▸ Dataset records:
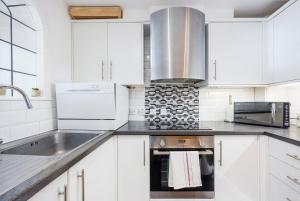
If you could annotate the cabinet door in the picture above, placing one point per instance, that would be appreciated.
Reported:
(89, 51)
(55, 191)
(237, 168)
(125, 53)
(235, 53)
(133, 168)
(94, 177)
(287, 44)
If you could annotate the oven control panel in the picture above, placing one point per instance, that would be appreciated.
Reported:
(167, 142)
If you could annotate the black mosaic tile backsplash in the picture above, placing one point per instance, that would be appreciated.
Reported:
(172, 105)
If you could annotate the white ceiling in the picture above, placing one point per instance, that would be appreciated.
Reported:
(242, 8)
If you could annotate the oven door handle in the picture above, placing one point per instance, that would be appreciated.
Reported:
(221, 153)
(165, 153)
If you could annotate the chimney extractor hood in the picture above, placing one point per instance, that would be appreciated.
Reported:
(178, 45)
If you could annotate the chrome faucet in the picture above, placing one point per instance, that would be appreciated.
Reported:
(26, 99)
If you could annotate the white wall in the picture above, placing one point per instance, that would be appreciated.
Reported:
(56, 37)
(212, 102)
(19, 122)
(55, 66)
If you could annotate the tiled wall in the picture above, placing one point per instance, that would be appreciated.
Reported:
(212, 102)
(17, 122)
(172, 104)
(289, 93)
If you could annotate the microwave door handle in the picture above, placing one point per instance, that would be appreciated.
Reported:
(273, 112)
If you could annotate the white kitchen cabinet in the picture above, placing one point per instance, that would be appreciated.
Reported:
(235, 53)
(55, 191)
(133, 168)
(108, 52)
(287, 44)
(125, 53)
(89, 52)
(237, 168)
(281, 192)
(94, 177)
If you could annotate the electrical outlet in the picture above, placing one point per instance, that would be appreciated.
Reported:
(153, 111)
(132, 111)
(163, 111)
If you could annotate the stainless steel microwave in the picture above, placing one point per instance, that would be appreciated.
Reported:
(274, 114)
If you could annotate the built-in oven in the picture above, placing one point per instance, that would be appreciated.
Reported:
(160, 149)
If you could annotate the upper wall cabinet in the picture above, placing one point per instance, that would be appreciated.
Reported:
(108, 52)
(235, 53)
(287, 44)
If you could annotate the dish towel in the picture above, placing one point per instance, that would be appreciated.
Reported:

▸ WORK TASK: Skip the pictures and print each record exactly as it stands.

▸ PROBLEM SOLUTION:
If you could annotate the cabinet door in the picture above, placing one point per instance, that would be appreciated.
Reported:
(89, 51)
(55, 191)
(237, 168)
(125, 53)
(235, 53)
(133, 168)
(94, 177)
(287, 44)
If you could annotate the oven control panel in the picture above, placing one point per instance, that would be appreciated.
Reported:
(167, 142)
If you could annotate the black mosaic tile backsplash in the picture above, placing one point per instance, that would be appreciated.
Reported:
(172, 105)
If you could annotate the white ceiling in the picture above, placing one point per instance, that would be appreciated.
Reported:
(242, 8)
If you could annotate the oven door handle in the picture above, placing one point per instance, that would be appreciated.
Reported:
(221, 153)
(165, 153)
If you could annotate the chimney extractor hood in the picture above, placing one point per instance, that would be appreciated.
Reported:
(178, 45)
If you could annotate the chrome faucet in the picture above, placing one point per instance, that would be appreciated.
Reported:
(26, 99)
If you could annotate the white wall in the picture above, placing one point per instance, that would be appreciated.
Reported:
(56, 37)
(212, 102)
(19, 122)
(55, 66)
If you could annotate the tiled wall in the picture above, placing one point per instance, that would be appreciated.
Reported:
(212, 102)
(17, 122)
(172, 104)
(289, 93)
If you could annotate the microwave door handle in the picture above, placing one point per instance, that would be appreciated.
Reported:
(273, 112)
If you could annotate the white kitchen cabinet in the picture above, placing one point per instance, that would be appreciated.
Reported:
(235, 53)
(55, 191)
(133, 168)
(108, 52)
(287, 44)
(125, 53)
(89, 52)
(237, 168)
(281, 192)
(94, 177)
If you could annotate the electrical outlet in the picture above, placing one point per instance, that would be appreciated.
Reported:
(153, 111)
(132, 111)
(163, 111)
If you could annotate the stainless steel microwave in the picture above, placing one point per instance, that would be appreciated.
Reported:
(274, 114)
If you could annotate the built-in oven in the picture above, placing one point per instance, that would be appreciated.
Reported:
(160, 149)
If you could annotate the upper wall cabinet in the picture above, placing one point per instance, that would be appreciated.
Reported:
(108, 52)
(235, 53)
(287, 44)
If you could annotate the dish towel in the picture above, placing one point per instance, that would be appreciated.
Reported:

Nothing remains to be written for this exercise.